- **Task brief**: Report all lines below with the word "Target".

START Dataset entries

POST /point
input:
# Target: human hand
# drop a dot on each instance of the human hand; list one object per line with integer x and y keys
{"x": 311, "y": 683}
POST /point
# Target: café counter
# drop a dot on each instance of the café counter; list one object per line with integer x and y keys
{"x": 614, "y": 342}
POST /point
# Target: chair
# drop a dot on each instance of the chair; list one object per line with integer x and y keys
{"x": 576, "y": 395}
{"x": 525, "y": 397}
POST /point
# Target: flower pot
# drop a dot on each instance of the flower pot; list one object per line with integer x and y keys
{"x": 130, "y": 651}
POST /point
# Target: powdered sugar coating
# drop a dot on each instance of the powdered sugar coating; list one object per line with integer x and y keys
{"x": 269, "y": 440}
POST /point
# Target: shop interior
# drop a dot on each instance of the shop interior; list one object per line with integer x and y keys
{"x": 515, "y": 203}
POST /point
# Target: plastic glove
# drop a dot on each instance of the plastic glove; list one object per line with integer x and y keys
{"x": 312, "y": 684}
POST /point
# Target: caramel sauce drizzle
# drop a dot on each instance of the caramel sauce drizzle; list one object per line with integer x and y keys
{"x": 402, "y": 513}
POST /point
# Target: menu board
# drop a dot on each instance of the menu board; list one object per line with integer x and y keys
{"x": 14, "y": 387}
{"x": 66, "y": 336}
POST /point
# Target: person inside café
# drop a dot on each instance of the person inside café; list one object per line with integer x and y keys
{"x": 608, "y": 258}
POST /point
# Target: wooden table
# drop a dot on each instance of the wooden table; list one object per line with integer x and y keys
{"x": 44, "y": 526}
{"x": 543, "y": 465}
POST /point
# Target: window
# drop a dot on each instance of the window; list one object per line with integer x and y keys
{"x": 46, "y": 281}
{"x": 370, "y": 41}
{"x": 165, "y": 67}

END Dataset entries

- **Response below**:
# Target: human hand
# Target: café counter
# Target: chair
# Target: flower pot
# Target: powdered sugar coating
# Target: shop interior
# Target: plastic glove
# Target: caramel sauce drizzle
# Target: menu board
# Target: person inside café
# Target: wooden table
# Target: window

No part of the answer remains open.